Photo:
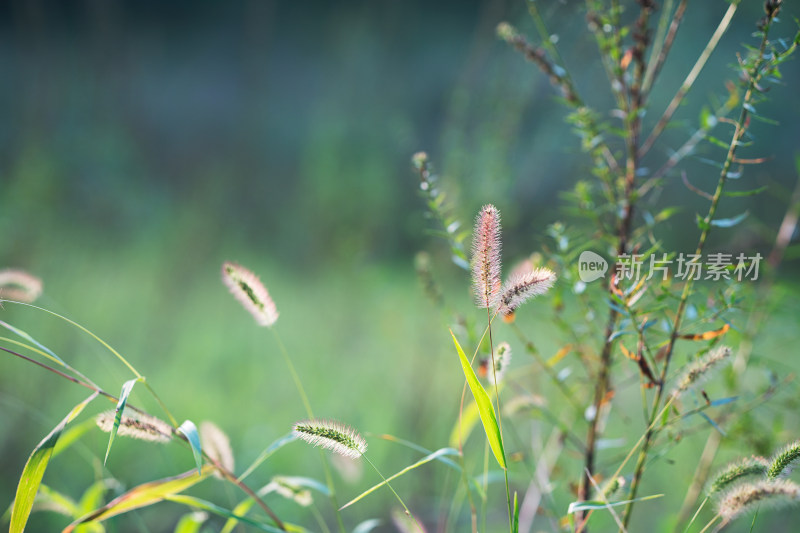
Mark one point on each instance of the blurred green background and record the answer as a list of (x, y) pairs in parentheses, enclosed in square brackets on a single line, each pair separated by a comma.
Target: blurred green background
[(144, 143)]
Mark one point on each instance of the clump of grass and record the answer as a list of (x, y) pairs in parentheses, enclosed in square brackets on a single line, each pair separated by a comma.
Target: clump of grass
[(139, 426), (782, 461), (748, 496)]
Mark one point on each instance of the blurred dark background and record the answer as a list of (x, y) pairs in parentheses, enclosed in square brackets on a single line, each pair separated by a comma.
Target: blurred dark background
[(143, 143)]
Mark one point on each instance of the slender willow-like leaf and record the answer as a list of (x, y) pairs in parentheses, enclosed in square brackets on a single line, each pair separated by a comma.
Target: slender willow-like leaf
[(127, 387), (485, 407), (189, 430)]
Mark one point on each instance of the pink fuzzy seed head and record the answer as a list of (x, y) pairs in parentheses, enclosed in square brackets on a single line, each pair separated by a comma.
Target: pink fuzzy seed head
[(486, 257)]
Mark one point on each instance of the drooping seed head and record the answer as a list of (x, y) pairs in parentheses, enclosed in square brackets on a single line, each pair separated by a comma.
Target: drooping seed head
[(137, 426), (290, 488), (781, 464), (251, 293), (486, 257), (751, 466), (332, 435), (749, 496), (217, 445), (522, 286), (19, 285), (699, 370)]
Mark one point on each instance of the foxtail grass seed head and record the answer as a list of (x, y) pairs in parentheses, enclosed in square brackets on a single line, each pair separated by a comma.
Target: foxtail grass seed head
[(750, 496), (217, 445), (521, 287), (486, 257), (251, 293), (698, 371), (751, 466), (139, 426), (781, 462), (332, 435), (19, 285)]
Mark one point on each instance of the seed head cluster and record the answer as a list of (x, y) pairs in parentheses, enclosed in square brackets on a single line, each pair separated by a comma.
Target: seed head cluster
[(332, 435), (251, 293)]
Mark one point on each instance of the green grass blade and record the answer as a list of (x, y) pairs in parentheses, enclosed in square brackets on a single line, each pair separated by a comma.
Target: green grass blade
[(594, 505), (127, 387), (485, 407), (426, 459), (50, 354), (34, 469), (263, 456), (197, 503), (143, 495), (189, 431)]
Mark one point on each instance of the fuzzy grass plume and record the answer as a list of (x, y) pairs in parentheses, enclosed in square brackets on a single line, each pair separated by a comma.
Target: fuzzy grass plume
[(332, 435), (486, 257), (251, 293), (781, 462), (749, 496), (697, 371), (138, 426), (751, 466), (19, 285), (524, 285)]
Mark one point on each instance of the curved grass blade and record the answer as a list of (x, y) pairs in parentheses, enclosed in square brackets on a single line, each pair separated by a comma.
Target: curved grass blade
[(272, 448), (143, 495), (189, 430), (485, 407), (594, 505), (127, 387), (34, 469), (197, 503), (426, 459)]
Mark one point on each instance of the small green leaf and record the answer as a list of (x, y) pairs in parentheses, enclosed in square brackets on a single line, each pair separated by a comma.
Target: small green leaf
[(485, 407), (34, 469), (729, 222), (197, 503), (367, 525), (191, 522), (127, 387), (595, 505), (189, 430), (142, 495)]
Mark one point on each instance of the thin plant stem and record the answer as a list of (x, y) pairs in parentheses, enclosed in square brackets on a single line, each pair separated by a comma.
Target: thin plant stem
[(395, 493), (696, 514), (304, 397), (741, 127)]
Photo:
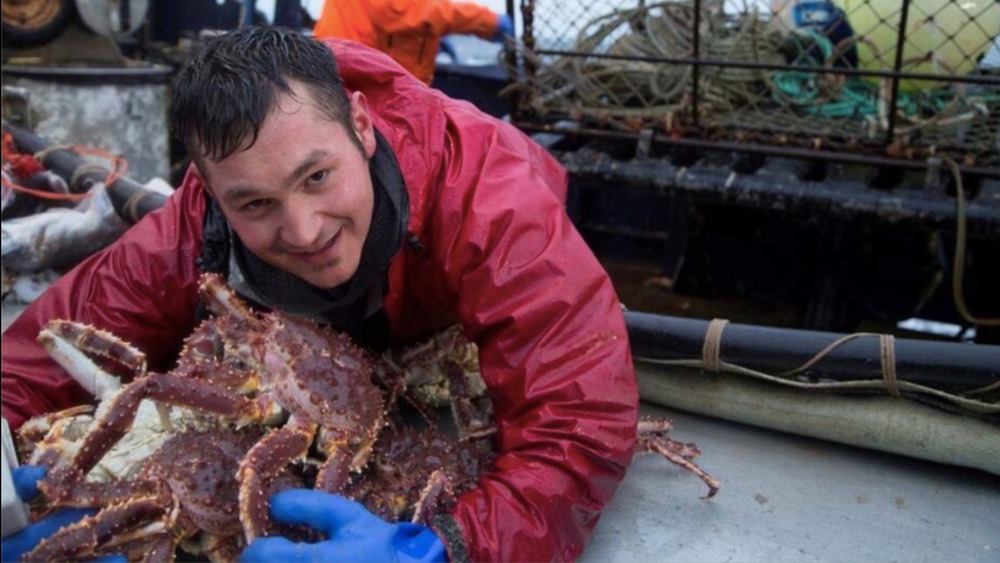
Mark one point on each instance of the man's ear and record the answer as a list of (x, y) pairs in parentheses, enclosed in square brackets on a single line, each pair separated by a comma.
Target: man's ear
[(361, 122)]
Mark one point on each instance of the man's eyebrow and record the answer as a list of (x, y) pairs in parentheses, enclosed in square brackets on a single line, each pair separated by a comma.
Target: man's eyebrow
[(306, 165), (243, 192)]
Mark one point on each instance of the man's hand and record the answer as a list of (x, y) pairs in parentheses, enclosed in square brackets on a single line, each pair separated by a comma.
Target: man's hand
[(353, 533), (505, 28), (448, 48), (16, 545)]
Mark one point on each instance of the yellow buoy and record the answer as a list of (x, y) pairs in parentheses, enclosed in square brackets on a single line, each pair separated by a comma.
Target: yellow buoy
[(944, 37)]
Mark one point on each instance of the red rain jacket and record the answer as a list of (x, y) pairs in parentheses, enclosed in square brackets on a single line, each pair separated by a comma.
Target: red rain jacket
[(409, 31), (501, 257)]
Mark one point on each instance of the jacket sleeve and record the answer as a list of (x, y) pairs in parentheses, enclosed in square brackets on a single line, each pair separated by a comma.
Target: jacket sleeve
[(439, 17), (142, 288), (553, 346)]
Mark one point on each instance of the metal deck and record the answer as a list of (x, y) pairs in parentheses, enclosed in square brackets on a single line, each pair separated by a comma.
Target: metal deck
[(790, 498)]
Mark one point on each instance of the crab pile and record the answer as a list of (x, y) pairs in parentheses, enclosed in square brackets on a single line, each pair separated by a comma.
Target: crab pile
[(259, 402)]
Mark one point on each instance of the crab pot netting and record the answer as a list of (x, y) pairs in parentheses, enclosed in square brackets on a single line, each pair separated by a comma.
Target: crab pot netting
[(813, 74)]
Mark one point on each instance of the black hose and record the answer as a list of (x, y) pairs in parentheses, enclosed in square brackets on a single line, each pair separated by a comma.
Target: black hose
[(947, 366), (131, 200)]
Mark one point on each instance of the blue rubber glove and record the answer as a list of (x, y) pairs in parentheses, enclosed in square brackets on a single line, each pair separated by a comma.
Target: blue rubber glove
[(505, 28), (353, 533), (16, 545), (448, 48)]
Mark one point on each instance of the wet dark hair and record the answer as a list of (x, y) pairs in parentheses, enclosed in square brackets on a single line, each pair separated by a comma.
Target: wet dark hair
[(222, 95)]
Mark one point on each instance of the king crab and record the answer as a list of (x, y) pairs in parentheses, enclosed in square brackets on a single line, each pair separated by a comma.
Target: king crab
[(237, 369), (242, 368)]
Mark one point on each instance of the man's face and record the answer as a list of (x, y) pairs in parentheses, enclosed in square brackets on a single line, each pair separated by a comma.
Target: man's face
[(301, 197)]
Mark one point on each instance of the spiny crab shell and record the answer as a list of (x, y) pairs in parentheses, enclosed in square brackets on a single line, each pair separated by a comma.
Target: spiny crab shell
[(239, 368)]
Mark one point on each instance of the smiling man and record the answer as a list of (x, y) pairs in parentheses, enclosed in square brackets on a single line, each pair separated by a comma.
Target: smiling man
[(343, 189)]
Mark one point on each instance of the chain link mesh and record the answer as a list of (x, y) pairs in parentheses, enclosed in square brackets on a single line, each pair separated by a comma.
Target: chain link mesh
[(791, 72)]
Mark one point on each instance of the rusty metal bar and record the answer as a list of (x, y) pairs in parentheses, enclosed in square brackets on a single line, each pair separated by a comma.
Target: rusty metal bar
[(896, 66), (767, 150), (696, 68), (845, 71), (776, 191)]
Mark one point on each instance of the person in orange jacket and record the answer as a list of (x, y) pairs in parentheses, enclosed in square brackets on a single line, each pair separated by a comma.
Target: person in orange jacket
[(409, 31), (329, 183)]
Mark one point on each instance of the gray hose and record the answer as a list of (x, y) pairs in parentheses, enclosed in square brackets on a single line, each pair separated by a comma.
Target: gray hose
[(878, 422)]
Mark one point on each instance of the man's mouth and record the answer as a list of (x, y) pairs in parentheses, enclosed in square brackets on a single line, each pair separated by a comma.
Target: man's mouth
[(319, 254)]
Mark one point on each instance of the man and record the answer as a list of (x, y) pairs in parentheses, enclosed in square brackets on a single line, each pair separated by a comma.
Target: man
[(410, 32), (387, 210)]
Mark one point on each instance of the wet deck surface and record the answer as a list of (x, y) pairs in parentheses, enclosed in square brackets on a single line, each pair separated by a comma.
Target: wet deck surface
[(790, 498)]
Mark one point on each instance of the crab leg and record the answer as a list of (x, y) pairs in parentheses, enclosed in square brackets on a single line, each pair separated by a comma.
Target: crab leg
[(116, 421), (114, 525), (262, 463)]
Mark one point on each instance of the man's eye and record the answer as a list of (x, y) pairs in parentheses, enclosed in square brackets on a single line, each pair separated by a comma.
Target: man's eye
[(317, 177), (255, 205)]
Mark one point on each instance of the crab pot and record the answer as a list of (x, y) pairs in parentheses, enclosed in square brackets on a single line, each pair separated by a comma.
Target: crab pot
[(802, 156), (901, 79), (121, 110)]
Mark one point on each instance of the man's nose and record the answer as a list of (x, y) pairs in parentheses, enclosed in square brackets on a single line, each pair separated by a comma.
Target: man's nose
[(301, 225)]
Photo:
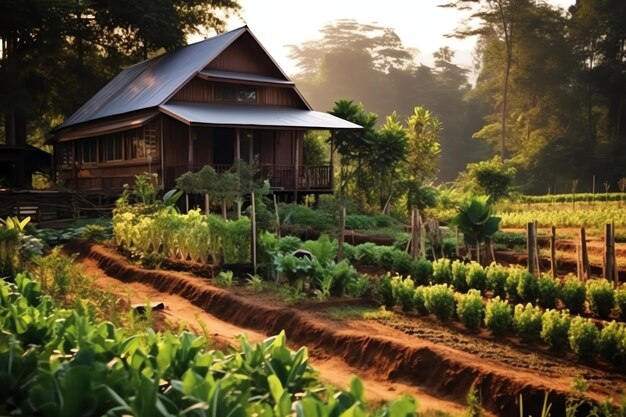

# GOAL
Echo everything in the records from the line containing "Mark one point on each instance of the blurred dark" down to the line containing "435), (19, 285)]", both of those lines included.

# CORRECT OUTPUT
Mark one point on each instance of the blurred dark background and record the answer as a list of (x, y) pairs in parentheses, enclosed in square brackets on a single line, each pair separated by a comma.
Target: blurred dark background
[(143, 143)]
Mark one point on each instance of the slender willow-like leaf and record the answer as a list of (x, y) pairs in parentheses, enclosed in square brackets on a single line, each pair separated by a comma.
Target: slender willow-like leaf
[(127, 387), (485, 407), (189, 430)]
Mark one point on each instance of the pink fuzzy seed head and record the answer as a list of (x, y) pairs in parentheses, enclosed in square brackets on a single line, each pair separated by a comma.
Target: pink fuzzy seed head
[(486, 257)]
Mark one point on each instance of the drooping seed head and record the answer as a list of (x, y) pairs in parentheses, enclosed in square brackets on a single line, each pair separated by a comma.
Target: drooping seed head
[(137, 426), (290, 488), (781, 464), (251, 293), (486, 257), (751, 466), (332, 435), (749, 496), (217, 445), (522, 286), (19, 285), (699, 370)]
Mark one point on each instance of the foxtail grass seed head and record the answer as a list of (x, y) pairs in parentheses, enclosed in square brackets on a single line, each pair separated by a comma.
Target: foxtail grass seed head
[(750, 496), (217, 445), (521, 287), (486, 257), (251, 293), (698, 371), (751, 466), (139, 426), (781, 462), (332, 435), (19, 285)]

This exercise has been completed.